Selected text Block Start
Cyanobacteria are prokaryotic, autotrophic organisms which, developing in mass, create water blooms. Increasing temperature due to global warming and anthropogenic eutrophication are factors considered to promote the proliferation of harmful algal blooms (HABs). A potentially hazardous consequence of cyanobacterial blooms is the production of toxins.
There are several types of cyanotoxins but the most common are microcystins. They are produced by various species of cyanobacteria e.g. species from genus: Anabaena, Microcystis, and Planktothrix. Microcystins are endotoxins, produced in cells and released into water during the cells lysing. In water, toxins may remain for up to 3 weeks causing harm even after the cyanobacteria are gone. Microcystins damage living organisms by altering cell metabolism, which finally leads to necrosis or apoptosis of cells. They are hepatotoxins, affecting cells of the liver. They may also affect membranes of cells that have packing defects.
Selected text Block End
Information provided Block Start
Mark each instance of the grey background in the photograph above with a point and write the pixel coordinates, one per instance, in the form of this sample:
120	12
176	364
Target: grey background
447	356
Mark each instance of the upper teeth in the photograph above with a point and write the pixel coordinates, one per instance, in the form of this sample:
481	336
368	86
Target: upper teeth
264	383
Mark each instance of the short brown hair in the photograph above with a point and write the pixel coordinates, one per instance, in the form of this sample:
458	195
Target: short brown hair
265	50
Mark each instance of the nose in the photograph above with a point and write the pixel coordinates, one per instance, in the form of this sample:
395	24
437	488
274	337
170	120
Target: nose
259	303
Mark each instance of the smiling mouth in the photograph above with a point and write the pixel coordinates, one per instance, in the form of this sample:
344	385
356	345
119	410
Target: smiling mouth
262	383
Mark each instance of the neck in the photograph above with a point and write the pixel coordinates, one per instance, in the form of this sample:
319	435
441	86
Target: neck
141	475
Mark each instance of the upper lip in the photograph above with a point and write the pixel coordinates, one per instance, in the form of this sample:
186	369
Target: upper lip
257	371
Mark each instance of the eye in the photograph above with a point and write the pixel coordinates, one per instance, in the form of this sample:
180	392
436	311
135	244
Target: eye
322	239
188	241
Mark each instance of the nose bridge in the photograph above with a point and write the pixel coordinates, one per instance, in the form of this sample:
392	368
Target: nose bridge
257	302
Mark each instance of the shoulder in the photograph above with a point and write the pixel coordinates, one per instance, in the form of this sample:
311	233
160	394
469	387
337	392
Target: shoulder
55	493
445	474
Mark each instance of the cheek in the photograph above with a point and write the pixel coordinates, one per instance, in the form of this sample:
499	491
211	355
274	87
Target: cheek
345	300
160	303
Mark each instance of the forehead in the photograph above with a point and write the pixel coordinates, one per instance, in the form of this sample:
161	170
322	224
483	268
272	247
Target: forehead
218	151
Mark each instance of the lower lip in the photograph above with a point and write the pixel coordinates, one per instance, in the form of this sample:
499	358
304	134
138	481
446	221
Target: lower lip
Information provided Block End
**What you will do:**
1/ Transcribe the passage of the cyanobacteria text starting with "Cyanobacteria are prokaryotic, autotrophic" and going on through "production of toxins.".
2/ According to the text on cyanobacteria, how long can microcystins remain in water?

**Responses by task:**
1/
Cyanobacteria are prokaryotic, autotrophic organisms which, developing in mass, create water blooms. Increasing temperature due to global warming and anthropogenic eutrophication are factors considered to promote the proliferation of harmful algal blooms (HABs). A potentially hazardous consequence of cyanobacterial blooms is the production of toxins.

2/ Up to 3 weeks.